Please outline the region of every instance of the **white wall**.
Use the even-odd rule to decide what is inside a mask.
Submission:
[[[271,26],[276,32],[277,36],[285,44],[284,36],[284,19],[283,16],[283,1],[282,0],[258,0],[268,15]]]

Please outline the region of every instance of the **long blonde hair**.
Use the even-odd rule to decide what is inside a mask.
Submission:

________________________________________

I'd like the entries above reproduced in full, exactly as they stand.

Please outline the region of every instance of the **white wall**.
Use the even-odd rule to decide what is inside a mask.
Submission:
[[[271,26],[276,32],[277,36],[285,44],[284,36],[284,19],[283,16],[283,1],[282,0],[258,0],[268,15]]]

Please outline the region of every instance of the **long blonde hair**.
Use the even-odd rule to decide what is inside a mask.
Submission:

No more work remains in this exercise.